- [Required tasks]:
1 – In the article on the 2001 Georgia Southern Eagles football team, which opponent did the Eagles beat in the quarterfinals?
2 – Please repeat the article on the 2001 Georgia Southern Eagles football team word for word, everything from "NCAA Division I-AA Semifinal, L" down to "Sewak (5th season)".
3 – Render this sentence from the article on the 2001 Georgia Southern Eagles football team into Spanish: "Eagles played their home games at Paulson Stadium in Statesboro, Georgia."

- [Article]:
===============

SoCon co-champion

NCAA Division I-AA Semifinal, L 17–24 vs. Furman
- Conference: Southern Conference

Ranking
- Sports Network: No. 3
- Record: 12–2 (7–1 SoCon)
- Head coach: Paul Johnson (5th season);
- Offensive coordinator: Mike Sewak (5th season)
- Offensive scheme: Triple option
- Defensive coordinator: Rusty Russell (5th season)
- Base defense: 4–3
- Home stadium: Paulson Stadium

= 2001 Georgia Southern Eagles football team =

American college football season

The 2001 Georgia Southern Eagles football team represented the Georgia Southern University as a member of the Southern Conference (SoCon) during the 2001 NCAA Division I-AA football season. Led by Paul Johnson in his fifth and final year as head coach, the Eagles compiled an overall record of 12–2 with a mark of 7–1 in conference play, sharing the SoCon title with Furman. Georgia Southern advanced to the NCAA Division I-AA Football Championship playoffs, where they defeated Florida A&M in the first round and Appalachian State in the quarterfinals before falling to Furman in the semifinals. Eagles played their home games at Paulson Stadium in Statesboro, Georgia.

===============

- [Information provided]:
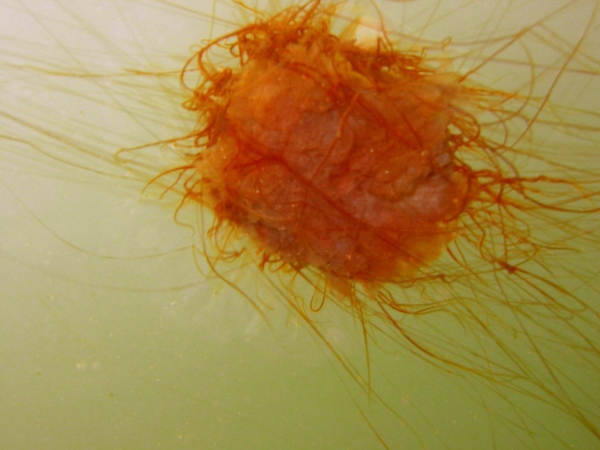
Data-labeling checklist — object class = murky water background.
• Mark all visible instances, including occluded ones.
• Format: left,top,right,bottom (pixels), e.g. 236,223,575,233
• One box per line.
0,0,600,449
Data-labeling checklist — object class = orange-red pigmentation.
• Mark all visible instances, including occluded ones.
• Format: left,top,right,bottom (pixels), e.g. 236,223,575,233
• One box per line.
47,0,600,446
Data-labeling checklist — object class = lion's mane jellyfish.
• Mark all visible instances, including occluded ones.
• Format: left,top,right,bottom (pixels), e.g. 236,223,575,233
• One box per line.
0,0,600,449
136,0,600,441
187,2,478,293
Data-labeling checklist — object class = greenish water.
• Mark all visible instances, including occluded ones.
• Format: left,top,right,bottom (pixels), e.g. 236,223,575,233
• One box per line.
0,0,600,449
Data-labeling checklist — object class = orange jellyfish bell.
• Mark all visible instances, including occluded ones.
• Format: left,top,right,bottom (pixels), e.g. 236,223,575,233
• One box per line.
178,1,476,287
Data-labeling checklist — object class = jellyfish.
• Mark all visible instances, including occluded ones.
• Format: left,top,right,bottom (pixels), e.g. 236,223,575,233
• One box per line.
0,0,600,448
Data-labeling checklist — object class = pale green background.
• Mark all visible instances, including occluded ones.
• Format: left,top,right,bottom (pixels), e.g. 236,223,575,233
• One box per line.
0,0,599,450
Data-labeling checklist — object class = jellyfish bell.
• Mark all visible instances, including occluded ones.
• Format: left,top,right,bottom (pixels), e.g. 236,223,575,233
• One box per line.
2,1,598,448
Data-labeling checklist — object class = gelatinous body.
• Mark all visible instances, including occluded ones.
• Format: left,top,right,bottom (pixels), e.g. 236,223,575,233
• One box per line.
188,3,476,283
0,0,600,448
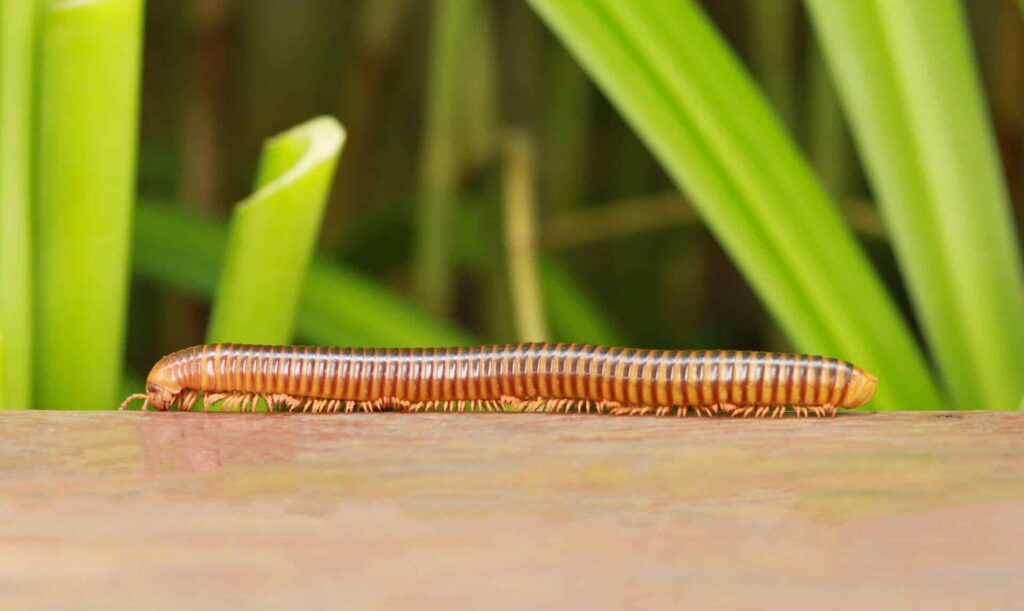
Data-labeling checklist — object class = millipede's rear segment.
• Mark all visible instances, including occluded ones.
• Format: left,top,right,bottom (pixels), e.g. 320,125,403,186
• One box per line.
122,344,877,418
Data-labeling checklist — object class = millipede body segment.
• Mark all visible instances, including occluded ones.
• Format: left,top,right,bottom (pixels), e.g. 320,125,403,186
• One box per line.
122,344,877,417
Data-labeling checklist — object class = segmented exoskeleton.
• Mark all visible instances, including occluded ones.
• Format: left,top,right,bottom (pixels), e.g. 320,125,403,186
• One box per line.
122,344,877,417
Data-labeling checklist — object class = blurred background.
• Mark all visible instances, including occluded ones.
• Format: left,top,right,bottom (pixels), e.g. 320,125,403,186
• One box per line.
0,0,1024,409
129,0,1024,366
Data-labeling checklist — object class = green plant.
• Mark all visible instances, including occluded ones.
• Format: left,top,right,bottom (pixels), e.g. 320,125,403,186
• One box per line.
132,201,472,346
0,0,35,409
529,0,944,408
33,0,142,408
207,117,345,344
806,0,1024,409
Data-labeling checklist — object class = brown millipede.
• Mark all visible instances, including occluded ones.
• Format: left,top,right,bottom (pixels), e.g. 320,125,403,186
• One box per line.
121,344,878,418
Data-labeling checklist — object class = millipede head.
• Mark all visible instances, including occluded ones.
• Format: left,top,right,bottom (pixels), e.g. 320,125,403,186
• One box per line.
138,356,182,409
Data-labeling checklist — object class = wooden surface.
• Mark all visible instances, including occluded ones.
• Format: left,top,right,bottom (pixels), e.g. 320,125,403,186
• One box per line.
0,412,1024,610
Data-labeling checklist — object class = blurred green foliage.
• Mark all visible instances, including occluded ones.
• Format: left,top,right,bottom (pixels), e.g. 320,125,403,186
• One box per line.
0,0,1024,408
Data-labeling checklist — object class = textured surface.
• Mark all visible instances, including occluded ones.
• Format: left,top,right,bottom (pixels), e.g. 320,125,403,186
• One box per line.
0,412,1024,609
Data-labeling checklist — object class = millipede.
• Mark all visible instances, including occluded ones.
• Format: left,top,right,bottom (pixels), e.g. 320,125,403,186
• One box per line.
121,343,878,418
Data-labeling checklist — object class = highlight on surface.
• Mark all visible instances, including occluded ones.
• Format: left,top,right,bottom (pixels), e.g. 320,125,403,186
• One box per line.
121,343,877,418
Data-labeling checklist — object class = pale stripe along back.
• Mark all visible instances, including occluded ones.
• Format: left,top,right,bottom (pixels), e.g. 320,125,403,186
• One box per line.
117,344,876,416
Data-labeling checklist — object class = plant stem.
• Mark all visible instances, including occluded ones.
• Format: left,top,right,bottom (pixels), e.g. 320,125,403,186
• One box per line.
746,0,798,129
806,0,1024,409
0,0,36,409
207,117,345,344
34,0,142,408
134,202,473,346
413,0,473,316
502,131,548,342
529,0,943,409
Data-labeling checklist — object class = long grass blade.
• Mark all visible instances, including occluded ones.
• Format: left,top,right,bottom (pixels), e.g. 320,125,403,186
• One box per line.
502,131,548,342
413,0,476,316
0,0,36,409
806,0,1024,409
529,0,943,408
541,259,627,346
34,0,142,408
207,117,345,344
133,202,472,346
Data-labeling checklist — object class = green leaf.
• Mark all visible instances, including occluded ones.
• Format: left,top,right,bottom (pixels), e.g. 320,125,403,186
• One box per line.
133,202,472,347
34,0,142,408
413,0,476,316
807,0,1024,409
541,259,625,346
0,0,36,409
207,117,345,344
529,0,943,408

===============

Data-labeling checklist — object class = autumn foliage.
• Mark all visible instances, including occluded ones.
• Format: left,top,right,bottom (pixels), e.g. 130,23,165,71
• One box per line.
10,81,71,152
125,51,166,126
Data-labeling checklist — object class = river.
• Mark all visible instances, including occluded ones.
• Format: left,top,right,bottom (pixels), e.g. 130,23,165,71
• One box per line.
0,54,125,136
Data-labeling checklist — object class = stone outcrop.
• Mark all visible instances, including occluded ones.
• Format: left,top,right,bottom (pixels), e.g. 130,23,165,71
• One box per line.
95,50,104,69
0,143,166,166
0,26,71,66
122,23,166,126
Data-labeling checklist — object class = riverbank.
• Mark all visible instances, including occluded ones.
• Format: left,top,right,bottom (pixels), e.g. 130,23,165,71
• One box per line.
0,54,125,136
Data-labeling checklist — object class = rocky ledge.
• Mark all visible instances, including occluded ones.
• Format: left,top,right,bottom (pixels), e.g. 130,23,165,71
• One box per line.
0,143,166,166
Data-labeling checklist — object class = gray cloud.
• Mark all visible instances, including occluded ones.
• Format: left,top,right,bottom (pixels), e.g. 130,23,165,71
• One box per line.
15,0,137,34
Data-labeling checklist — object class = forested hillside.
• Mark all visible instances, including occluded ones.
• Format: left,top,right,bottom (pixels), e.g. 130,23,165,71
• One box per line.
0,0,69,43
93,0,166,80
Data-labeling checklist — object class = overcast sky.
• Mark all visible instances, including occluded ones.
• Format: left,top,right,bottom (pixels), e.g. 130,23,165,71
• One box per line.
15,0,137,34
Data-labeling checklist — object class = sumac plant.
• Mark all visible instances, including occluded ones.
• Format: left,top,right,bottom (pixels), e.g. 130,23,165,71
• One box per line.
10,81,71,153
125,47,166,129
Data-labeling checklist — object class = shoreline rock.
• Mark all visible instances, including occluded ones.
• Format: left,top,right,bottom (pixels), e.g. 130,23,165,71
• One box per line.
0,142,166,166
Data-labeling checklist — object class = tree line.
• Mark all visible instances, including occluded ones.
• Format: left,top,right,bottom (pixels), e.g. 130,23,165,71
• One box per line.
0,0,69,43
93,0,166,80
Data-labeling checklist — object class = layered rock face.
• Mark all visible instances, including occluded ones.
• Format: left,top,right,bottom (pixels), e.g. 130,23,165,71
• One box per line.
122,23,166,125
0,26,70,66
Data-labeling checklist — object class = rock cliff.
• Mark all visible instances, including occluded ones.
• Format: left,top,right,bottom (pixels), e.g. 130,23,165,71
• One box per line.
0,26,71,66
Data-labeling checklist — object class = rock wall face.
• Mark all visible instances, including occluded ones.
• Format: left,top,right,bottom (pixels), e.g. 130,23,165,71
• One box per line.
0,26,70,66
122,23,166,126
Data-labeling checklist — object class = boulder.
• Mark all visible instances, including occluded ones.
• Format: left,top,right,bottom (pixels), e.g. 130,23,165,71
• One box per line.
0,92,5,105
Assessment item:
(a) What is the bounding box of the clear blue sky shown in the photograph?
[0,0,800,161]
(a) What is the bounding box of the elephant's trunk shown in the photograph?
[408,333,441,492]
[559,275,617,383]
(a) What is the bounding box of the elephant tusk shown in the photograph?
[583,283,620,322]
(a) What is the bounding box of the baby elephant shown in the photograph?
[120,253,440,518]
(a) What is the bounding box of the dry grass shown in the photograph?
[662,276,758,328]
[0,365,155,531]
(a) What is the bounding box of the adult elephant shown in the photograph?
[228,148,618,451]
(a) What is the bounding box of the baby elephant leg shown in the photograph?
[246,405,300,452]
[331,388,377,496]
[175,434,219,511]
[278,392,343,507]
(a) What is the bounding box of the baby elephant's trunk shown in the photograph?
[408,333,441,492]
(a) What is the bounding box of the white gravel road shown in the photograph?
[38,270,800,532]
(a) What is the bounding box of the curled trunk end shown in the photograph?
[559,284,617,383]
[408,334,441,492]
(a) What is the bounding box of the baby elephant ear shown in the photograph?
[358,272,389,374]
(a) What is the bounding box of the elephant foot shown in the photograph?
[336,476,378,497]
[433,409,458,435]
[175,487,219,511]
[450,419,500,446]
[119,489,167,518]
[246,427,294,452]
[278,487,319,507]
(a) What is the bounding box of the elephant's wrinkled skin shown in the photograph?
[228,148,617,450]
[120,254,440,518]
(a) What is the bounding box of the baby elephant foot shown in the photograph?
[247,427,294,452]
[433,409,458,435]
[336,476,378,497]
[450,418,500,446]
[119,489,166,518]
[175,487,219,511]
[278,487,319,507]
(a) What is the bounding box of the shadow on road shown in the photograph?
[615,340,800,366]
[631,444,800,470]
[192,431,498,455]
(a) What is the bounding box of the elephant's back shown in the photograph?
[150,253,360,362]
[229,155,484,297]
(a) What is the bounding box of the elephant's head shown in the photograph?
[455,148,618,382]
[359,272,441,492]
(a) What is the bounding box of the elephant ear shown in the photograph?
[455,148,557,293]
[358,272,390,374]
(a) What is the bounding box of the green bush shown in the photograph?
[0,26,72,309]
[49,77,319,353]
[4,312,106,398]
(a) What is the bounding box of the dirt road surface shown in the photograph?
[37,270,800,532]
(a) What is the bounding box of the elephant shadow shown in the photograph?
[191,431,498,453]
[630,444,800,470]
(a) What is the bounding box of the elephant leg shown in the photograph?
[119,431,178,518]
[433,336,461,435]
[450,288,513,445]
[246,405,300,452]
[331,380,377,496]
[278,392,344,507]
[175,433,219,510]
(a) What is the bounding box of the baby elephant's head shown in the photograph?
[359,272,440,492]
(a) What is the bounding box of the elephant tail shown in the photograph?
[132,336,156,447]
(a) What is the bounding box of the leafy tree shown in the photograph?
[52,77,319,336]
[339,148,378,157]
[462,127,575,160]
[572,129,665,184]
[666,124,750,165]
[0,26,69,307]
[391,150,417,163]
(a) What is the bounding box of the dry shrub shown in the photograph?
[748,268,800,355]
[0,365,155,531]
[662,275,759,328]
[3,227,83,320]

===============

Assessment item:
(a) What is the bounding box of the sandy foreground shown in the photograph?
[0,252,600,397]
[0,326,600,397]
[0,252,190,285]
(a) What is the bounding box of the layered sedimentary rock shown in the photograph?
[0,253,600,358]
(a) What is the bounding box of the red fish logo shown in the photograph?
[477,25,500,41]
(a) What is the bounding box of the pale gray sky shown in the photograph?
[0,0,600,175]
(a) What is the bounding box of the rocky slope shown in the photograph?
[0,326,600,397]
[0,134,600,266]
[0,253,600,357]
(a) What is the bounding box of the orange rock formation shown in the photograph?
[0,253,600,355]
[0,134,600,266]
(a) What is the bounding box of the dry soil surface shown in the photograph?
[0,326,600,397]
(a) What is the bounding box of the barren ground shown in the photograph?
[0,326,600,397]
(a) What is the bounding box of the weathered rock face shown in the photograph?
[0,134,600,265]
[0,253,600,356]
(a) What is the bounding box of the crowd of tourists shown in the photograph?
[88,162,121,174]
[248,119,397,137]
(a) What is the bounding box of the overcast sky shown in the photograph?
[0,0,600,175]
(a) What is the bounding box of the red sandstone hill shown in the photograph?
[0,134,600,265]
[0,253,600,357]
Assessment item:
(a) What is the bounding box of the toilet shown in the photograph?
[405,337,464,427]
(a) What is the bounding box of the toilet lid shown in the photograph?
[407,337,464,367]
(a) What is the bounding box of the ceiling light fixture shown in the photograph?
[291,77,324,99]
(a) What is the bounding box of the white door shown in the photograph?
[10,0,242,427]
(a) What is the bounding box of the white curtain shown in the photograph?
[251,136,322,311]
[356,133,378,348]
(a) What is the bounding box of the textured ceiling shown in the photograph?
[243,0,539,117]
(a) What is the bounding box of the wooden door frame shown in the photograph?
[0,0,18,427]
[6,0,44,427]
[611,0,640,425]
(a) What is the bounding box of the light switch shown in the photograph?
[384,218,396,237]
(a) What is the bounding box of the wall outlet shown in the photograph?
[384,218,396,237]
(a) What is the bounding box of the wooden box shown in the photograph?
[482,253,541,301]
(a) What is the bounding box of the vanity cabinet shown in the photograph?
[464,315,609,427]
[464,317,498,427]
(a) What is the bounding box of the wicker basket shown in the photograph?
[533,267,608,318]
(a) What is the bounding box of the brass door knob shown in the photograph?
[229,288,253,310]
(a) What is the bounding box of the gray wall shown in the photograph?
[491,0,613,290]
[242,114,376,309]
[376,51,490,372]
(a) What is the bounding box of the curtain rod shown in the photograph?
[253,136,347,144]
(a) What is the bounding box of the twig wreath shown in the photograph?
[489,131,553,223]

===============

- [Responses in order]:
1 – Appalachian State

2 –
NCAA Division I-AA Semifinal, L 17–24 vs. Furman
- Conference: Southern Conference

Ranking
- Sports Network: No. 3
- Record: 12–2 (7–1 SoCon)
- Head coach: Paul Johnson (5th season);
- Offensive coordinator: Mike Sewak (5th season)

3 – Los Eagles jugaban sus partidos como locales en el Paulson Stadium de Statesboro, Georgia.